WHAT YOU ARE ASKED TO DO
Recast the records, from the first line through the line containing "<point>901,269</point>", as a Markdown table with the columns Row and Line, giving each line a row number. Omit blank lines and the pictures.

+++

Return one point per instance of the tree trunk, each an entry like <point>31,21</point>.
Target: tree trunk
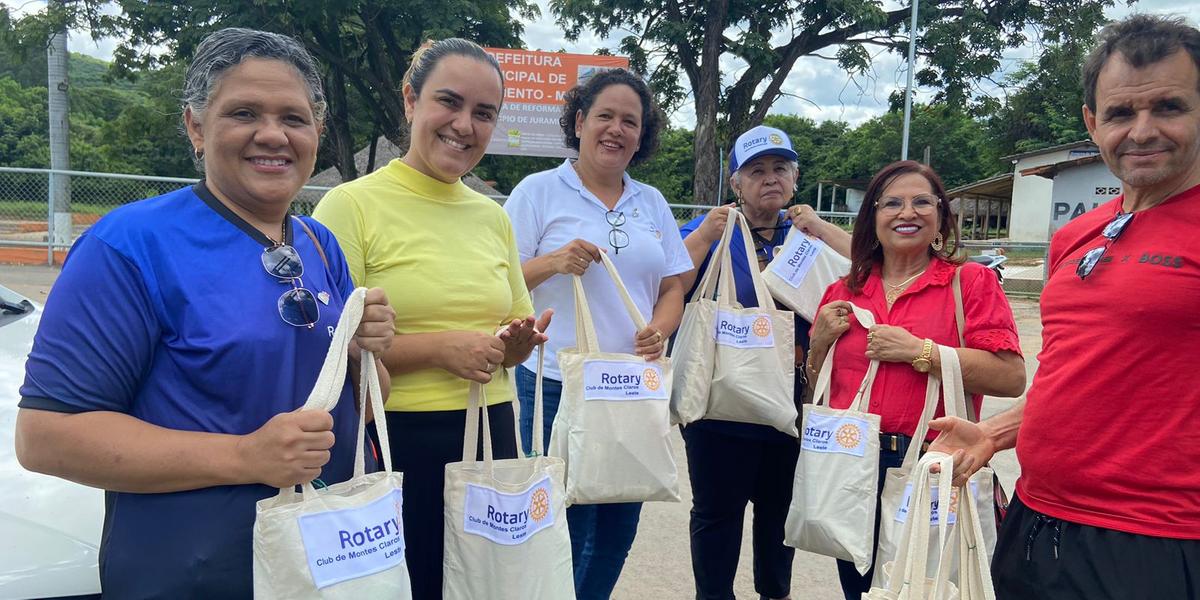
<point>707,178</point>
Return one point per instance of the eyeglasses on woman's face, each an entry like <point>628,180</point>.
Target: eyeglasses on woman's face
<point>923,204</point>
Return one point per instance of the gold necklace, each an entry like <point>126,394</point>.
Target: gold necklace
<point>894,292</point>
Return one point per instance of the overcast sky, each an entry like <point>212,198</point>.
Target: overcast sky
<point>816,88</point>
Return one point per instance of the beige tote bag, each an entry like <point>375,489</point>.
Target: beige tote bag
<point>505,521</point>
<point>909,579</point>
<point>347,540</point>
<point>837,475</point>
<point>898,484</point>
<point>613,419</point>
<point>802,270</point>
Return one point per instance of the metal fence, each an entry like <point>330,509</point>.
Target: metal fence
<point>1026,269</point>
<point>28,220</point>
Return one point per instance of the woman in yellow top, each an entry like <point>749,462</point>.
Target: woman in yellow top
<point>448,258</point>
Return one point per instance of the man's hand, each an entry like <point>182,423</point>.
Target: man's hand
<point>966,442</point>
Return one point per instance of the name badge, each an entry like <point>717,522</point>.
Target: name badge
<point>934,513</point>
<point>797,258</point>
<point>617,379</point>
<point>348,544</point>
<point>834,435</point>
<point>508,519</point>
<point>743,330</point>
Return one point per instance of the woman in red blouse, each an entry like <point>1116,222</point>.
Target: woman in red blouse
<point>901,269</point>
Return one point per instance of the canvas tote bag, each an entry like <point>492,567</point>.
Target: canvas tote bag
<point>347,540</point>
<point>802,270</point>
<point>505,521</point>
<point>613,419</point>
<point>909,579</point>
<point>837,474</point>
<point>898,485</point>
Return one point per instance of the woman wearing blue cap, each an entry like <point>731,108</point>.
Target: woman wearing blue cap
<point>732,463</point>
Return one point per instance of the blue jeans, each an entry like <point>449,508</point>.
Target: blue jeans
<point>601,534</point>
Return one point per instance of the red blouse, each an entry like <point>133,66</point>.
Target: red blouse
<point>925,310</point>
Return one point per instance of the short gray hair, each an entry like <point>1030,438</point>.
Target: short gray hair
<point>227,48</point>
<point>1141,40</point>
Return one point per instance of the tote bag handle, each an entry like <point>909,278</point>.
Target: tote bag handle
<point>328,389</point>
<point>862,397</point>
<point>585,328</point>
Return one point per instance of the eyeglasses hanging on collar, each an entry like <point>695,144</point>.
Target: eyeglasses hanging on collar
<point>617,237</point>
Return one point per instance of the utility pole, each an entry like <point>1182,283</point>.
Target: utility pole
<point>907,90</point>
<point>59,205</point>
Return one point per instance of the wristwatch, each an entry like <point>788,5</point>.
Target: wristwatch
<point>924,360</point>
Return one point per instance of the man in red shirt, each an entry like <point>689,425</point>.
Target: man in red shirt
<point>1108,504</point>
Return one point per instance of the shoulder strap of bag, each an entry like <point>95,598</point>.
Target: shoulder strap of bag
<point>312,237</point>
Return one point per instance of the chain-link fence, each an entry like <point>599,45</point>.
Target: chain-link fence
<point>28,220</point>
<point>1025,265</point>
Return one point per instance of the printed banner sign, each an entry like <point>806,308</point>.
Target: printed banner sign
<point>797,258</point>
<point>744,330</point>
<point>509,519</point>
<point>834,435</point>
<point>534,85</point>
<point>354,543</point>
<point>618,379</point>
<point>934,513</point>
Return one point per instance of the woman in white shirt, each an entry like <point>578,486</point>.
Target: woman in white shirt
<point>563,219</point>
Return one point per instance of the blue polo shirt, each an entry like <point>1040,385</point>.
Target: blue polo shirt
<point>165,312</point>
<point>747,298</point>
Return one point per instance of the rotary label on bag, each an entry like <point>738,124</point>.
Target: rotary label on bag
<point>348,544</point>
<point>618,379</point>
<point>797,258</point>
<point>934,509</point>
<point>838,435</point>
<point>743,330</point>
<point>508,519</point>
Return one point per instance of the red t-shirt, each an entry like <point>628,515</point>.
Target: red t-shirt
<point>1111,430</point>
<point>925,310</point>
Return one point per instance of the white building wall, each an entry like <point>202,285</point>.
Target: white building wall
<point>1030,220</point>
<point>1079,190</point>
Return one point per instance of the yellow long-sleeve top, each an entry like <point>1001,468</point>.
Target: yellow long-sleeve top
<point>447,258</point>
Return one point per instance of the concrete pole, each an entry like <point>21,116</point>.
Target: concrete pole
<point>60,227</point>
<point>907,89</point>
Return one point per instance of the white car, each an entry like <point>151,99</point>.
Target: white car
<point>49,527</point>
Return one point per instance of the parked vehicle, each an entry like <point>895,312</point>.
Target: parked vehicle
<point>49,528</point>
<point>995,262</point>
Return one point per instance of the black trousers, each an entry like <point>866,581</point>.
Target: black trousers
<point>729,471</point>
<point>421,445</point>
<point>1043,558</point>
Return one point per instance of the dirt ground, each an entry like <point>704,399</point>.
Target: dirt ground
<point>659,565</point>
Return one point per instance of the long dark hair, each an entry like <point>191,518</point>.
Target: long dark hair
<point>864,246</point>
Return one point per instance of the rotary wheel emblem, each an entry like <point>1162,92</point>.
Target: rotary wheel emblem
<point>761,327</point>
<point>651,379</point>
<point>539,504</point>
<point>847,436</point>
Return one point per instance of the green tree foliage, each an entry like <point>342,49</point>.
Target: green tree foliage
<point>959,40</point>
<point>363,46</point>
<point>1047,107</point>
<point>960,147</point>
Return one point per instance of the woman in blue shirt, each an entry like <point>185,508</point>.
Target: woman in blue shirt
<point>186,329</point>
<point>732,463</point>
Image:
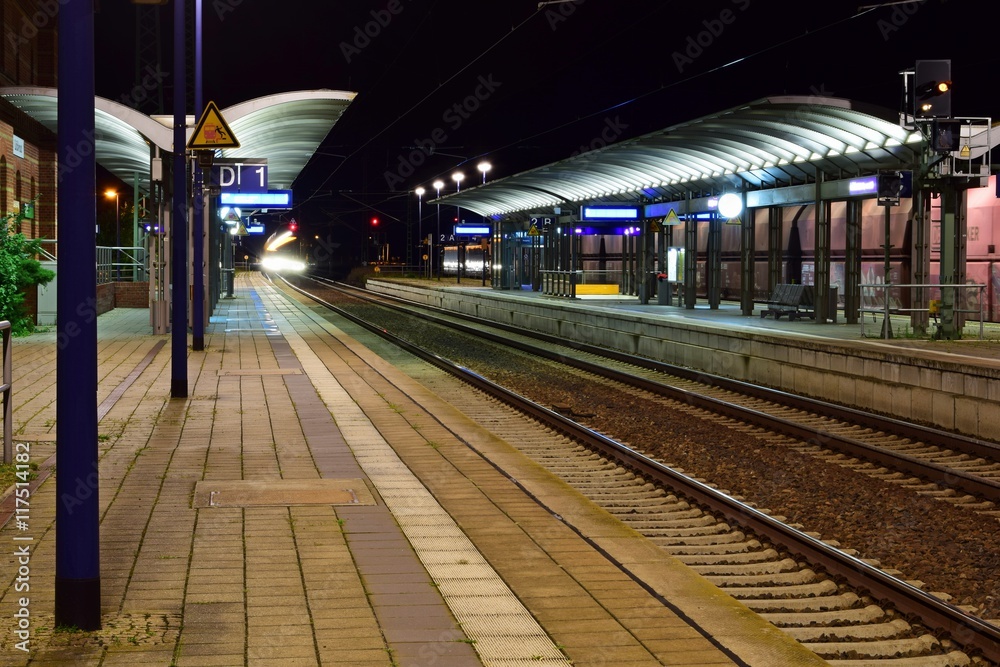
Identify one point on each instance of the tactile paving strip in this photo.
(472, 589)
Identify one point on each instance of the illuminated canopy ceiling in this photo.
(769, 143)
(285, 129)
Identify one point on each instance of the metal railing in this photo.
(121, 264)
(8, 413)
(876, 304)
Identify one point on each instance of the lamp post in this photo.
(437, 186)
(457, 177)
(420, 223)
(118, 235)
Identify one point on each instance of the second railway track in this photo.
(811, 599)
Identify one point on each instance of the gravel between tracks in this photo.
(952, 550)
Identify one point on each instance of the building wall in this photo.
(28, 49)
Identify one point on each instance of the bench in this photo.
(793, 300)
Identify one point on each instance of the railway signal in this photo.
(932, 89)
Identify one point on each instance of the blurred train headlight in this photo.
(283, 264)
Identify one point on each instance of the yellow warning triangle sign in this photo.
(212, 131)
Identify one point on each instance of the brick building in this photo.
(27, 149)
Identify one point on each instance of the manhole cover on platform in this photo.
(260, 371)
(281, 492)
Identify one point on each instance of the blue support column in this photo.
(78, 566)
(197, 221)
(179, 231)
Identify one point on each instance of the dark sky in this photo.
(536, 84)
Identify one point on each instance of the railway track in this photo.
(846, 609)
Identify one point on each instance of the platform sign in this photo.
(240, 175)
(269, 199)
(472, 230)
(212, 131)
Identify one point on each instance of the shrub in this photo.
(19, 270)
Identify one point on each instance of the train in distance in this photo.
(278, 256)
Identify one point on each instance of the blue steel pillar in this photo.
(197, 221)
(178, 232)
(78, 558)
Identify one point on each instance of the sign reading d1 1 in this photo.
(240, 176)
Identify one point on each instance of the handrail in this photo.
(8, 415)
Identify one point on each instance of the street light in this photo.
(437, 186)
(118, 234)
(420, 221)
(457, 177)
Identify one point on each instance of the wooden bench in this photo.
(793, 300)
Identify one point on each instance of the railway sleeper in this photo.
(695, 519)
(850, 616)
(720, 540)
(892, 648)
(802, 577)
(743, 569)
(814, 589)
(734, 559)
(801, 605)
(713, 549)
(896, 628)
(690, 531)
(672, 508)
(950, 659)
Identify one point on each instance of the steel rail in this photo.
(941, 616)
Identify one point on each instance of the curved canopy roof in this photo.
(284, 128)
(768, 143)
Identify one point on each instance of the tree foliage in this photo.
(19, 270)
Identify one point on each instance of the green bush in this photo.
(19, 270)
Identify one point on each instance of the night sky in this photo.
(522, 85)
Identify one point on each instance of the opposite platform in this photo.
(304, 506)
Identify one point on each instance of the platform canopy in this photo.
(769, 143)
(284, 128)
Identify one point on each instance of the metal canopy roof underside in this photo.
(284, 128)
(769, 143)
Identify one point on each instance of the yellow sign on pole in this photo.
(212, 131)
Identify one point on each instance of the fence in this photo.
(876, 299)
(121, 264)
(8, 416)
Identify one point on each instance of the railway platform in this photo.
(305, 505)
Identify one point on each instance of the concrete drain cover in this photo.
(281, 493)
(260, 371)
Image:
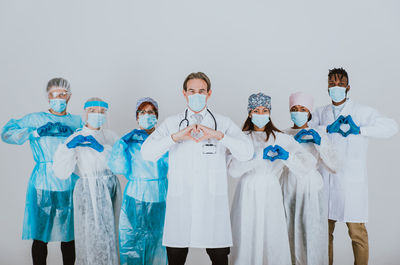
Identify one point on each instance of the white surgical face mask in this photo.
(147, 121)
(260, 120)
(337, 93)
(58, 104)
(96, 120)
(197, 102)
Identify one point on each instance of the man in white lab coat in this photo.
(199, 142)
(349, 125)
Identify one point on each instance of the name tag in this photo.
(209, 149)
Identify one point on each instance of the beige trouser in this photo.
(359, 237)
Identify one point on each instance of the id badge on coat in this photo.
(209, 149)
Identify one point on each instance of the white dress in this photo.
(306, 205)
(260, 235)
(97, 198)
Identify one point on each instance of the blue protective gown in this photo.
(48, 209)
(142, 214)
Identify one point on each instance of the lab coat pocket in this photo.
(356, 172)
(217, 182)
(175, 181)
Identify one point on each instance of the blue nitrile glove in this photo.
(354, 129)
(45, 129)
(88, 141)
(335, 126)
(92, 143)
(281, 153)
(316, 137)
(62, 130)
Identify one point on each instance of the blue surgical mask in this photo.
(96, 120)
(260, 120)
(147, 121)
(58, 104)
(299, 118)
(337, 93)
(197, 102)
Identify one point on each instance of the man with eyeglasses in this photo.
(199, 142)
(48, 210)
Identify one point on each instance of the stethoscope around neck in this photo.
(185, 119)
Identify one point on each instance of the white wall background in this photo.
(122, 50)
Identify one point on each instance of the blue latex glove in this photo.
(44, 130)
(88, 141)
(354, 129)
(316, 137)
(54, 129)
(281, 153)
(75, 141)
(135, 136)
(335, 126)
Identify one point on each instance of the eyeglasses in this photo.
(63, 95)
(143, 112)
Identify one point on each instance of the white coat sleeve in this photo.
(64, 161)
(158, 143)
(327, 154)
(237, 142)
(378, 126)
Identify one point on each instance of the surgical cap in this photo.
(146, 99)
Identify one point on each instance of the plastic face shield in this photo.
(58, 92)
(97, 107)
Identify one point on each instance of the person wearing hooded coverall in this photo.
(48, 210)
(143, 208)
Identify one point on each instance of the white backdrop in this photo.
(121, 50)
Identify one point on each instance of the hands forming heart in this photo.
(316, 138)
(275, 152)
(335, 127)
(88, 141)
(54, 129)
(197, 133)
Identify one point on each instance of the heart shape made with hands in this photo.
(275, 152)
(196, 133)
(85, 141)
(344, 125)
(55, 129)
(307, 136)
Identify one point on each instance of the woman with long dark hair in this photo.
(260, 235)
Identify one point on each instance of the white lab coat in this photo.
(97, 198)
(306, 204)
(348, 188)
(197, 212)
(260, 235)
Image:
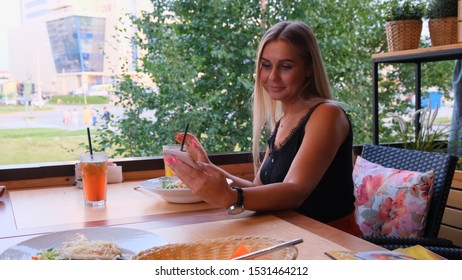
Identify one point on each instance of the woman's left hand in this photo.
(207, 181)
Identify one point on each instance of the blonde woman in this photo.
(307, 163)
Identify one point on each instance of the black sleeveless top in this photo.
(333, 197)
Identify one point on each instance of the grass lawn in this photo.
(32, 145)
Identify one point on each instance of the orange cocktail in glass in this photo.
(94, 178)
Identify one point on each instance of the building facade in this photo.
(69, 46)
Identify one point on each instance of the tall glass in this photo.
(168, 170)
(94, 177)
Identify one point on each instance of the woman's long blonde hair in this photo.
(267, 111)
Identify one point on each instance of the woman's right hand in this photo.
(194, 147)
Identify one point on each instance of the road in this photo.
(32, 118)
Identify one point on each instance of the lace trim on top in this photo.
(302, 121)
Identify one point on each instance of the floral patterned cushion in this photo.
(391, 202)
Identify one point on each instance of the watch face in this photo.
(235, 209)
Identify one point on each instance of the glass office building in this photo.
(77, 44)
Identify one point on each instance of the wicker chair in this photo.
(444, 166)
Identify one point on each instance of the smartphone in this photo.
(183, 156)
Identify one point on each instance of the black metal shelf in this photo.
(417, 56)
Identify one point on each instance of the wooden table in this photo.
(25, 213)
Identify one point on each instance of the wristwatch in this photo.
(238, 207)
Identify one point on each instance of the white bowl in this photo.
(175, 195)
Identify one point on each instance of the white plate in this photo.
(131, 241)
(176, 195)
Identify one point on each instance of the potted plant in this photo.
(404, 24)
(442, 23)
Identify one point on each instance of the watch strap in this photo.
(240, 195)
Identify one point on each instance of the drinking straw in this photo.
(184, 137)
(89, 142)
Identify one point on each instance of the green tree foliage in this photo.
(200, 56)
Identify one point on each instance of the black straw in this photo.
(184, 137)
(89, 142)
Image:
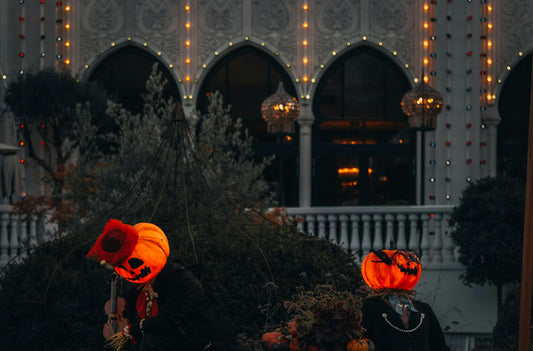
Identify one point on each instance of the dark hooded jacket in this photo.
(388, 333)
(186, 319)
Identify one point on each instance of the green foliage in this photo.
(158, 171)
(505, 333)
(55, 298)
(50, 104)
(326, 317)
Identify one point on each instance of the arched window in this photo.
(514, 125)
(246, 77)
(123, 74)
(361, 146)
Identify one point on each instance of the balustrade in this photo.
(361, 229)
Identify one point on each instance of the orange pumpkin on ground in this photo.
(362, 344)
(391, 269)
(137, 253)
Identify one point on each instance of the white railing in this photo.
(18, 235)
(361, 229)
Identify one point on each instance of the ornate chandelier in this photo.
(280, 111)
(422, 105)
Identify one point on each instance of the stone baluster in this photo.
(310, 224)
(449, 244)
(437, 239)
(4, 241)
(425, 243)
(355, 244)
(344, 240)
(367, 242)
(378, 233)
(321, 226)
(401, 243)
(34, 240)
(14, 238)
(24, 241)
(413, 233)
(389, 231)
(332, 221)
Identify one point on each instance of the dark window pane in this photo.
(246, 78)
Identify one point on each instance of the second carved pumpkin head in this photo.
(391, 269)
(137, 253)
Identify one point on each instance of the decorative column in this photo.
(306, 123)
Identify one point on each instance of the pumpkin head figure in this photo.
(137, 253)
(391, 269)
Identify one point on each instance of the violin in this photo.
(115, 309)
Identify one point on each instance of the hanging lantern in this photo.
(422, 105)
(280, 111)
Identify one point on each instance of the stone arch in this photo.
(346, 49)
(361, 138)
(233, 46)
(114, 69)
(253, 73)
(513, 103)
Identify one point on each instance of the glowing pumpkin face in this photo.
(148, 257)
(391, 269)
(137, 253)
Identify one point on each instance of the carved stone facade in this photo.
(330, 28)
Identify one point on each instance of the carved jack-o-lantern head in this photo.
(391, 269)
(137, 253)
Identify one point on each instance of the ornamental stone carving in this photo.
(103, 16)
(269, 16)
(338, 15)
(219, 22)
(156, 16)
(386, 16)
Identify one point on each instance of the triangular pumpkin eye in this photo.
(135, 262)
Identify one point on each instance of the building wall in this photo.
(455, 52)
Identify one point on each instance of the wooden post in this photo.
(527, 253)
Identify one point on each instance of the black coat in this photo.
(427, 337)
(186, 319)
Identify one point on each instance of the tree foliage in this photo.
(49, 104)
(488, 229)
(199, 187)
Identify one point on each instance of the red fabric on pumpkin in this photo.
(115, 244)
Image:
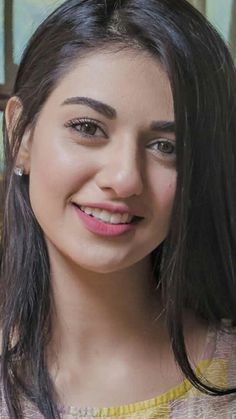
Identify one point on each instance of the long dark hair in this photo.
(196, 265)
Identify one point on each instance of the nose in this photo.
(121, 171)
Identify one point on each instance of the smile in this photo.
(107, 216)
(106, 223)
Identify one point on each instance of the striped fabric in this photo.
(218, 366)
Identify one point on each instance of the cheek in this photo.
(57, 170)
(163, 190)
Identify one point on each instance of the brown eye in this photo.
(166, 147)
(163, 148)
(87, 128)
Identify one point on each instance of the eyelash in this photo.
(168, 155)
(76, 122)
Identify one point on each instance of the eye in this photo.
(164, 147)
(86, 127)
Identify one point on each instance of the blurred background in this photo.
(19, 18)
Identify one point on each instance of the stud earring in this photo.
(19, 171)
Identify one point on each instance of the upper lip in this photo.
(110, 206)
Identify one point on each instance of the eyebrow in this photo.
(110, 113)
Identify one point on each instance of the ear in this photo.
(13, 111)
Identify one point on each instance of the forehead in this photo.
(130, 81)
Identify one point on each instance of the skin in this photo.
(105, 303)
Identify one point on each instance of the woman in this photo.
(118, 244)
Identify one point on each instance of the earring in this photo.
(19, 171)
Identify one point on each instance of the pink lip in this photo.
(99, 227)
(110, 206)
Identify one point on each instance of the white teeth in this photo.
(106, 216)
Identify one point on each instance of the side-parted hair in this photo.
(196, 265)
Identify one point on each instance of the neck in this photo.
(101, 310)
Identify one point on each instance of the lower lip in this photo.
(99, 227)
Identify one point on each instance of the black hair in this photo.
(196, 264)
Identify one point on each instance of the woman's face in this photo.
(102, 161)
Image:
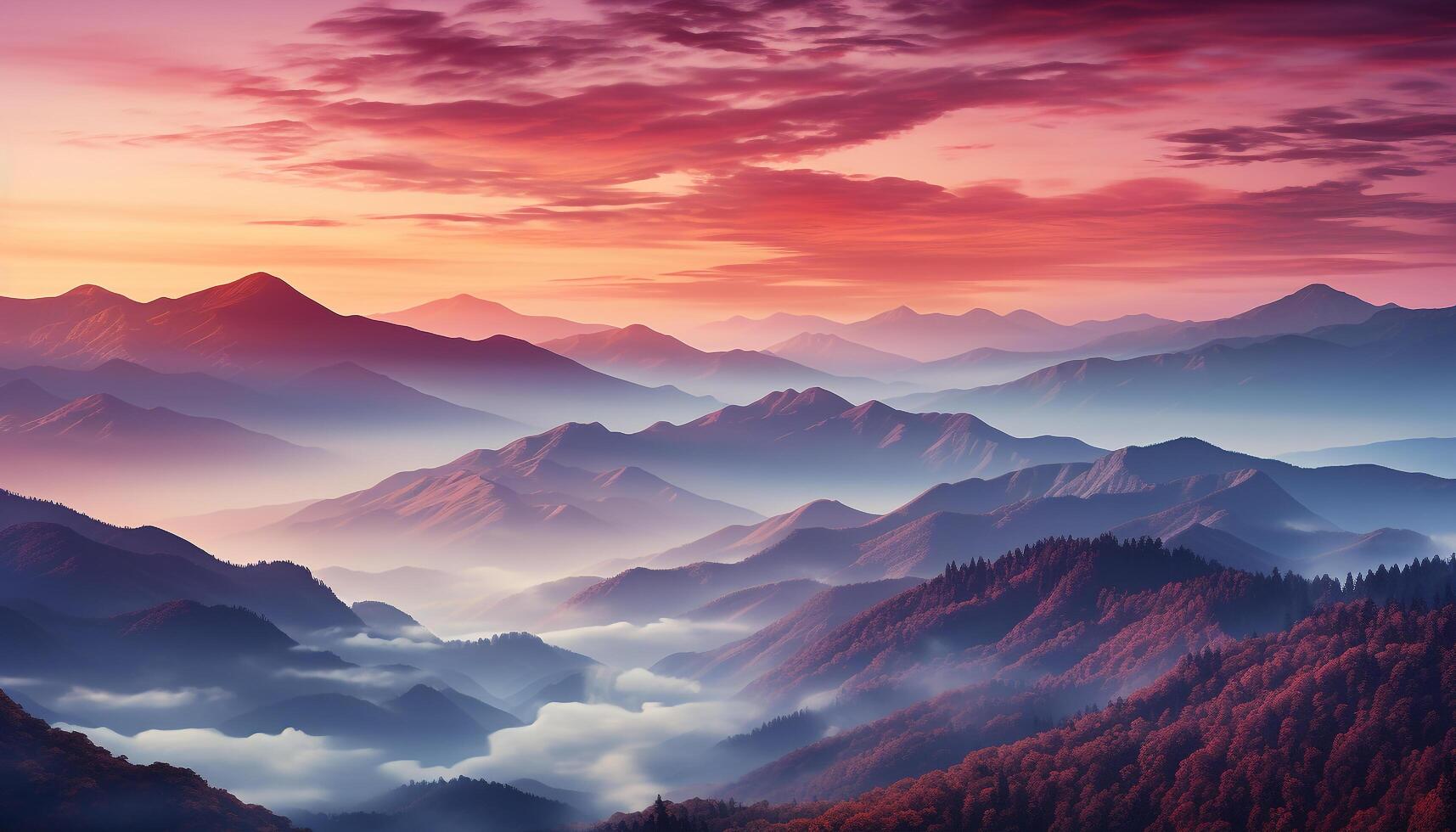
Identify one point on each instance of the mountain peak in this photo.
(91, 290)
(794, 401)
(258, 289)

+++

RESPONSE FOR THIS EXERCISE
| Row | Line |
|---|---|
| 1 | Return one point per instance of the tree trunk, each an entry like <point>31,21</point>. |
| 2 | Target: tree trunk |
| 3 | <point>707,178</point> |
| 4 | Return one point per instance of the eyeglasses on woman's face, each an entry like <point>628,180</point>. |
| 5 | Target: eyeglasses on woman's face |
| 6 | <point>923,204</point> |
| 7 | Return one point per instance of the gold necklace, each an entry like <point>126,394</point>. |
| 8 | Target: gold necklace |
| 9 | <point>894,292</point> |
| 10 | Return one point per instance of the overcast sky, each an entry like <point>212,198</point>. |
| 11 | Target: overcast sky |
| 12 | <point>816,88</point> |
| 13 | Return one point per instance of the beige tote bag, each an entry like <point>375,489</point>. |
| 14 | Target: beige tote bag |
| 15 | <point>505,521</point> |
| 16 | <point>909,579</point> |
| 17 | <point>347,540</point> |
| 18 | <point>837,475</point> |
| 19 | <point>898,484</point> |
| 20 | <point>613,419</point> |
| 21 | <point>802,270</point> |
| 22 | Return one point per instance of the metal fence, each an entry like <point>330,509</point>. |
| 23 | Target: metal fence |
| 24 | <point>1026,269</point> |
| 25 | <point>28,220</point> |
| 26 | Return one point per instance of the woman in yellow top, each an entry like <point>749,462</point>. |
| 27 | Target: woman in yellow top |
| 28 | <point>448,258</point> |
| 29 | Return one point per instance of the man's hand, each an entry like <point>182,423</point>. |
| 30 | Target: man's hand |
| 31 | <point>966,442</point> |
| 32 | Return one point per instance of the name badge, each an entry like <point>717,522</point>. |
| 33 | Target: name badge |
| 34 | <point>934,513</point> |
| 35 | <point>797,258</point> |
| 36 | <point>617,379</point> |
| 37 | <point>348,544</point> |
| 38 | <point>834,435</point> |
| 39 | <point>508,519</point> |
| 40 | <point>743,330</point> |
| 41 | Return one point per instance of the woman in red blouse, each an entry like <point>1116,222</point>. |
| 42 | Target: woman in red blouse |
| 43 | <point>901,269</point> |